Top of GIVEN DATA

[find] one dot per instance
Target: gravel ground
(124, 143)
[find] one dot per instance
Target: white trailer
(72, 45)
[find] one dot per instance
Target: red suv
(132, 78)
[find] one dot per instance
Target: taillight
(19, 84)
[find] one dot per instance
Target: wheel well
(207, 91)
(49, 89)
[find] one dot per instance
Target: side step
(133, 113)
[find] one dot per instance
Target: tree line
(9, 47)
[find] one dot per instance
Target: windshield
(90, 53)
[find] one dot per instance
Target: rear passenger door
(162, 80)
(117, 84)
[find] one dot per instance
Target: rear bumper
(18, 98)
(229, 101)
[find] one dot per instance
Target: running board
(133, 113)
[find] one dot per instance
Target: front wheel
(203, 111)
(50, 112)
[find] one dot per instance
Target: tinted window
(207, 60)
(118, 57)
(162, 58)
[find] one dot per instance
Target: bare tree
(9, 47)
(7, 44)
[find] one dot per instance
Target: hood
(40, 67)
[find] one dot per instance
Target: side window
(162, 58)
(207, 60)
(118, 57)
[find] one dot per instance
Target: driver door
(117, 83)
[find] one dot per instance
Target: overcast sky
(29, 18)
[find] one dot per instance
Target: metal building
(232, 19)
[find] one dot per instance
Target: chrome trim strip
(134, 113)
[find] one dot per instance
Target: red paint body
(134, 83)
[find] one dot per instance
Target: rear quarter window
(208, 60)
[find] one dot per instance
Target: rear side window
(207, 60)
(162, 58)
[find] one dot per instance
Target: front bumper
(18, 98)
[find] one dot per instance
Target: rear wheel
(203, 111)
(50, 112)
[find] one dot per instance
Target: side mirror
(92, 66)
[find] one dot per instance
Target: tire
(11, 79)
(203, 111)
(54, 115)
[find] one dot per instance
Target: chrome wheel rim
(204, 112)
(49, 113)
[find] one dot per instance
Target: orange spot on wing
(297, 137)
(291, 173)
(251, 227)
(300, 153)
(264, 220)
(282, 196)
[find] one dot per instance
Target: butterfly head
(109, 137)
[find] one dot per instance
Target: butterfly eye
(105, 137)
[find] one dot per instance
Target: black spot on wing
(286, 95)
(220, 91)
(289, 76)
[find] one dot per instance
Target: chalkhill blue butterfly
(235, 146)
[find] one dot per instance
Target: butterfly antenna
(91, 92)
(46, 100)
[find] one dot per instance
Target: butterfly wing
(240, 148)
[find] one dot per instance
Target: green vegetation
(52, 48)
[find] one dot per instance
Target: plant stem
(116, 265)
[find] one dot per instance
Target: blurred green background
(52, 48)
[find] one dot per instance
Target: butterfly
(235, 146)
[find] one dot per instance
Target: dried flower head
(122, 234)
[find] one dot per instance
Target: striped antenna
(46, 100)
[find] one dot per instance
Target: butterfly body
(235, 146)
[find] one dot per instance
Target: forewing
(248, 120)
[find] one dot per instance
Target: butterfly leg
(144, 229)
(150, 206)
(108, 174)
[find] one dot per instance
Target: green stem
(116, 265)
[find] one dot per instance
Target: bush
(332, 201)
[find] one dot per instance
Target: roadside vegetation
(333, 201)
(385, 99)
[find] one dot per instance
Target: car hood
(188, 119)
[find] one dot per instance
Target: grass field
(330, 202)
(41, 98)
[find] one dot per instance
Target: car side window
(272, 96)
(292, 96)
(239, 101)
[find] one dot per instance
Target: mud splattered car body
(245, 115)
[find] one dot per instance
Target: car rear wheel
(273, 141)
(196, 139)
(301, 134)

Bottom of GIVEN DATA

*EXERCISE DIRECTIONS*
Once more, give all the records exactly as they were written.

*WRITTEN ANSWER*
[find] one dot per instance
Target: gravel ground
(124, 143)
[find] one dot per instance
Target: white trailer
(72, 45)
[find] one dot per instance
Target: red suv
(132, 78)
[find] one dot per instance
Target: taillight
(19, 84)
[find] one dot per instance
Target: wheel well
(207, 91)
(49, 89)
[find] one dot per instance
Target: side step
(133, 113)
[find] one dot per instance
Target: tree line
(9, 47)
[find] one dot per instance
Target: windshield
(90, 53)
[find] one dot per instance
Target: rear passenger door
(162, 80)
(117, 84)
[find] one dot per instance
Target: rear bumper
(18, 98)
(229, 101)
[find] one dot per instance
Target: running board
(133, 113)
[find] one dot per instance
Target: front wheel
(203, 111)
(50, 112)
[find] one dot per instance
Target: tinted window
(207, 60)
(118, 57)
(162, 58)
[find] one dot per instance
Target: bare tree
(9, 47)
(7, 44)
[find] one dot per instance
Target: hood
(40, 67)
[find] one dot per instance
Target: side window
(162, 58)
(207, 60)
(118, 57)
[find] one dot per instance
Target: driver door
(117, 83)
[find] one dot per instance
Target: overcast sky
(29, 18)
[find] one dot per instance
Target: metal building
(232, 19)
[find] one dot per instance
Target: chrome trim strip
(134, 113)
[find] one dot per instance
Target: red paint body
(134, 83)
[find] one dot per instance
Target: rear quarter window
(208, 60)
[find] one dot per instance
Target: rear side window
(207, 60)
(162, 58)
[find] one dot per instance
Target: front bumper
(18, 98)
[find] one dot per instance
Target: rear wheel
(203, 111)
(50, 112)
[find] one dot per instance
Target: side mirror
(92, 66)
[find] one dot per instance
Target: tire
(11, 79)
(203, 111)
(54, 115)
[find] one dot per instance
Target: chrome wheel rim
(204, 112)
(49, 113)
[find] one dot per instance
Target: orange spot on wing
(297, 137)
(291, 173)
(251, 227)
(300, 153)
(264, 220)
(282, 196)
[find] one dot per instance
Target: butterfly head
(109, 137)
[find] one dot per instance
Target: butterfly eye
(105, 137)
[find] one dot per instance
Target: black spot on wing
(286, 95)
(220, 91)
(289, 76)
[find] one dot per instance
Target: chalkhill blue butterfly
(235, 146)
[find] one dot per instance
Target: butterfly antenna
(91, 92)
(46, 100)
[find] one dot per instance
Target: butterfly wing
(240, 148)
[find] one dot per instance
Target: green vegetation
(52, 48)
[find] one dot per instance
Target: plant stem
(116, 265)
[find] one dot per instance
Target: blurred green background
(52, 48)
[find] one dot per instance
Target: butterfly
(235, 146)
[find] one dot per instance
Target: dried flower head
(122, 234)
[find] one dot per instance
Target: striped antenna
(46, 100)
[find] one dot per instance
Target: butterfly body
(235, 146)
[find] one dot per instance
Target: forewing
(248, 120)
[find] one dot per instance
Target: butterfly leg
(144, 229)
(150, 206)
(108, 174)
[find] one dot per instance
Target: green stem
(116, 265)
[find] one dot per instance
Target: bush
(332, 201)
[find] one dot per instance
Target: roadside vegetation
(333, 201)
(385, 99)
[find] one dot per instance
Target: car hood
(188, 119)
[find] one dot per instance
Target: grass field
(330, 202)
(41, 98)
[find] one dot per instance
Target: car side window
(272, 96)
(292, 96)
(239, 101)
[find] one dot per instance
Target: mud splattered car body
(245, 115)
[find] one dot per instance
Target: car rear wheel
(273, 141)
(196, 139)
(301, 134)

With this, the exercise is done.